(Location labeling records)
§ §
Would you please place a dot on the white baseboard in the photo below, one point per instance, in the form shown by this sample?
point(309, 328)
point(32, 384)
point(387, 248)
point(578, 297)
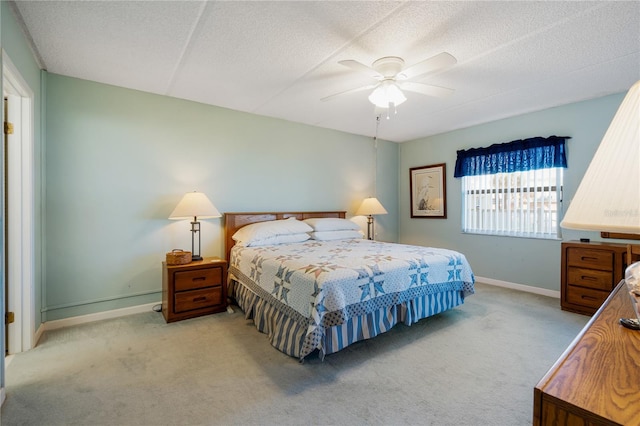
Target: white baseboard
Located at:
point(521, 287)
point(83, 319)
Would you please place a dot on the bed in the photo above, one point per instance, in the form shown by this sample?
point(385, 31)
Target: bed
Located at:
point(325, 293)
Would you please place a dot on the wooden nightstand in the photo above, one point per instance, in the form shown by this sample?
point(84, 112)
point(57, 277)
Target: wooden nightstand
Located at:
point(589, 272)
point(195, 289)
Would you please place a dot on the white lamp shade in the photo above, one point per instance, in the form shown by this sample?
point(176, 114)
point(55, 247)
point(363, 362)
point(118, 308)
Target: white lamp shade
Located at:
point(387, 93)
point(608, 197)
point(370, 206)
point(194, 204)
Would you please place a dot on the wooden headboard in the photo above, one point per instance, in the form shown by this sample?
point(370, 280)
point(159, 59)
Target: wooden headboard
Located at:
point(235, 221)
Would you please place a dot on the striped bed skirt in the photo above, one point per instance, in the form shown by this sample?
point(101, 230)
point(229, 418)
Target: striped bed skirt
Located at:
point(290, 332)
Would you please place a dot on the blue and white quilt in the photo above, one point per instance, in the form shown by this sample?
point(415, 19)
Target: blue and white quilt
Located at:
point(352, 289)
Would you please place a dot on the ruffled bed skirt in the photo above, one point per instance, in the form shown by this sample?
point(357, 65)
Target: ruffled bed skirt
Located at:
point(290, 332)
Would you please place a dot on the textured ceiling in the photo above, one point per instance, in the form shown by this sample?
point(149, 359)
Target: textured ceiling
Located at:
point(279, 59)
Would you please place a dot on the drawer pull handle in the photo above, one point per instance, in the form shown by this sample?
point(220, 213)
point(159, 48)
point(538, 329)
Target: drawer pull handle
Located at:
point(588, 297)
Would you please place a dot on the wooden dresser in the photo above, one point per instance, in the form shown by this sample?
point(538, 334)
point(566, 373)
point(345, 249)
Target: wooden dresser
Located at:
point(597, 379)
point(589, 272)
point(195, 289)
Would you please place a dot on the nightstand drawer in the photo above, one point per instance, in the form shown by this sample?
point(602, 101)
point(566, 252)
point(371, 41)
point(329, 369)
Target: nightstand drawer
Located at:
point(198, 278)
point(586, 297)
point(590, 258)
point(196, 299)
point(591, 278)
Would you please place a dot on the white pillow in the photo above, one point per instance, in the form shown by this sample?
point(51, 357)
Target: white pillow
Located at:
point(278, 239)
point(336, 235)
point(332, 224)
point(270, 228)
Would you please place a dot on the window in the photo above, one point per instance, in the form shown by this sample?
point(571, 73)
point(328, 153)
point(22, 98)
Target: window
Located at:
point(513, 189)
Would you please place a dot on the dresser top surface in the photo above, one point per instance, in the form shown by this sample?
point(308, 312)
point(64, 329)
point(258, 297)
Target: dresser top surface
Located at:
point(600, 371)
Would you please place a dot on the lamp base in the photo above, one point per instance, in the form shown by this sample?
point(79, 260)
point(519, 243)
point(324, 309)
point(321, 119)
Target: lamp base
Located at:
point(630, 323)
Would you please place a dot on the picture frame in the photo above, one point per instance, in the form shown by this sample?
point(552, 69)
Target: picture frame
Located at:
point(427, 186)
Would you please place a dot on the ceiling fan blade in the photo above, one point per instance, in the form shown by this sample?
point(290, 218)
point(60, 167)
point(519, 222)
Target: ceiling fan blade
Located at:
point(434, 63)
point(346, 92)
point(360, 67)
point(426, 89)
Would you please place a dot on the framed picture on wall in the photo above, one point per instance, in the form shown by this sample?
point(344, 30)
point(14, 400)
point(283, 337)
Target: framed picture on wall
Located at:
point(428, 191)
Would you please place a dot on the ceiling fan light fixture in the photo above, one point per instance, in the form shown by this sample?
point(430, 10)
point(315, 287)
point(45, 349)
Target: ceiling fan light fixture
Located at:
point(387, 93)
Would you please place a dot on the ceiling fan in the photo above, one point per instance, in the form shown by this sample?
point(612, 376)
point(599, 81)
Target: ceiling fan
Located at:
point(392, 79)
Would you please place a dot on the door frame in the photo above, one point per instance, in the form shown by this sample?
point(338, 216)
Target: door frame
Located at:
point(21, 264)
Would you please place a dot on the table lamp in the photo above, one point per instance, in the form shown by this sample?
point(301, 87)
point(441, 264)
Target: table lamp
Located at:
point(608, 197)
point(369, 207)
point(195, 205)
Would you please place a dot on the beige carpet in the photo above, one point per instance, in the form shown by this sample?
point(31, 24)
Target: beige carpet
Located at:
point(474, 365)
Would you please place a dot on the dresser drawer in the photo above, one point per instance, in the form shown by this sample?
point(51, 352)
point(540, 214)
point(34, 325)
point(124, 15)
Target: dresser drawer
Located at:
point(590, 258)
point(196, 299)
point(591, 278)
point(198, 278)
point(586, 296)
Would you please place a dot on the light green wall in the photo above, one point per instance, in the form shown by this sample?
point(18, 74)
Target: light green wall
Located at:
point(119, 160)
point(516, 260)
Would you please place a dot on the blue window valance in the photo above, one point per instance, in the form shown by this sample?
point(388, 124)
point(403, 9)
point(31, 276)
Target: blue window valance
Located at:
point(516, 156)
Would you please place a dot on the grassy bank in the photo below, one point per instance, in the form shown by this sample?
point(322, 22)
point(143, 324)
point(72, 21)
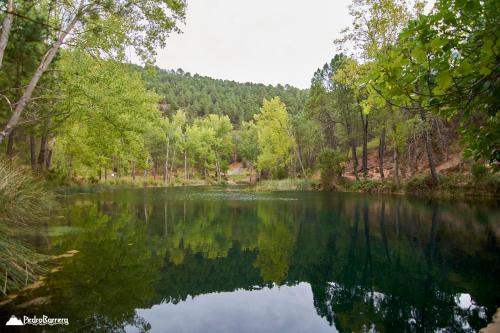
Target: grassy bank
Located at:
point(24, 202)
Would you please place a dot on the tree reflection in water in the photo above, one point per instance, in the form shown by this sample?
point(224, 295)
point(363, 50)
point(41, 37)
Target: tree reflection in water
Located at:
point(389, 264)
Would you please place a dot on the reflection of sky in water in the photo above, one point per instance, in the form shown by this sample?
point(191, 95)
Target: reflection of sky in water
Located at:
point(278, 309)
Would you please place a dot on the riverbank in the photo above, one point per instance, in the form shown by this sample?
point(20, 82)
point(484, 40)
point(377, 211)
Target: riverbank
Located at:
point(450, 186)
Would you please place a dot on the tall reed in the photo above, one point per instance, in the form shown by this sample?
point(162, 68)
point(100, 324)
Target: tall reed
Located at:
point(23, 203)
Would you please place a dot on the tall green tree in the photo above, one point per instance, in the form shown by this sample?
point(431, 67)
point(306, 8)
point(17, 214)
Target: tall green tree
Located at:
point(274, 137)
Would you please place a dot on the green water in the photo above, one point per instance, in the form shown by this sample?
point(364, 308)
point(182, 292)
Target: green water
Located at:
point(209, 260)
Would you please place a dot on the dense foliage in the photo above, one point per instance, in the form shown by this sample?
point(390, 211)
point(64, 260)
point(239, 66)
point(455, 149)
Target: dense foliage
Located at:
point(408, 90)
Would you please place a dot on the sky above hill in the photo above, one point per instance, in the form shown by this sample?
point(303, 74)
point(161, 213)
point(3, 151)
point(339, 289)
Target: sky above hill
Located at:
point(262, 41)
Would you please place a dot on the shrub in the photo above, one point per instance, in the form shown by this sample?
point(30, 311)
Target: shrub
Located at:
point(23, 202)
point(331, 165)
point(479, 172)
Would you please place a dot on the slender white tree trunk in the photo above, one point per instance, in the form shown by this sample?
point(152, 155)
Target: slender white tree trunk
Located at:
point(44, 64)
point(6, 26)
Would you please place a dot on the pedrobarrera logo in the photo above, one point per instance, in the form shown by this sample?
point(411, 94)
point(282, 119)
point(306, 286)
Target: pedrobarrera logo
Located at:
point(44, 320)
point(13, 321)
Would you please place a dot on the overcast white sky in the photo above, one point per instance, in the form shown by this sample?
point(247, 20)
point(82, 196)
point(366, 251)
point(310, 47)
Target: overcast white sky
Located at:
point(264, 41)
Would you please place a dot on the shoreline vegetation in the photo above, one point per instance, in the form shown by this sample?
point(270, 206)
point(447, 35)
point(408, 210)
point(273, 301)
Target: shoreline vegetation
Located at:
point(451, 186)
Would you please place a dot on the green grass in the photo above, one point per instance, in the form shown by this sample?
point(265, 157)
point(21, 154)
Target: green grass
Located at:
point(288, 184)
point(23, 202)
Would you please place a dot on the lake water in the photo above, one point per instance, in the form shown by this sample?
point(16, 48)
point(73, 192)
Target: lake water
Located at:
§ §
[Task]: Please copy the material from its start through the line containing "point(83, 319)", inclusive, switching "white baseboard" to "gray baseboard" and leaving everything else unchanged. Omit the picture from your copy.

[Solution for this problem]:
Would you please place a dot on the gray baseboard in the photo below, one point per instance, in the form shown by this sample?
point(309, 328)
point(32, 384)
point(387, 248)
point(578, 297)
Target: gray baseboard
Located at:
point(521, 287)
point(83, 319)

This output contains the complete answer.